%%

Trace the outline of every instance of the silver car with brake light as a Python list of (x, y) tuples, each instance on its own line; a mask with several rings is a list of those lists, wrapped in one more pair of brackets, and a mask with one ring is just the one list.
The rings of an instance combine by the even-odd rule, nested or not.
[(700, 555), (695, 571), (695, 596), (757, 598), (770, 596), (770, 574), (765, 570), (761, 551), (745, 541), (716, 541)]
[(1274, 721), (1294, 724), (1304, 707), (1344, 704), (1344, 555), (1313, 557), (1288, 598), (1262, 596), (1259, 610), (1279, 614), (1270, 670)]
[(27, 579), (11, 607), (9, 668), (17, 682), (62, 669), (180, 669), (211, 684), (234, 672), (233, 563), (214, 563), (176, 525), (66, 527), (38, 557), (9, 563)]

%%

- Problem description -
Lay out the rows above as a two-column CSV with the header input,output. Give one line per row, with its text in the input column and its answer in the output column, each in a single quoted field with line breaks replaced by spaces.

- Answer for this exercise -
input,output
"Trace the outline of every instance of the silver car with brake light as a Python list of (x, y) tuples, each instance on its own line; a mask with several rings is a list of those lists, wrapped in one more pair of brackets, and a mask with one ring is just the one list. The rings of an instance combine by the even-odd rule, nested or not.","[(700, 555), (695, 571), (695, 596), (757, 598), (770, 596), (770, 574), (765, 570), (761, 551), (745, 541), (716, 541)] [(1274, 721), (1294, 724), (1304, 707), (1344, 704), (1344, 555), (1313, 557), (1288, 598), (1262, 596), (1259, 610), (1279, 614), (1270, 670)] [(27, 579), (11, 607), (9, 668), (17, 682), (62, 669), (180, 669), (211, 684), (234, 672), (233, 563), (214, 563), (176, 525), (66, 527), (38, 557), (9, 563)]"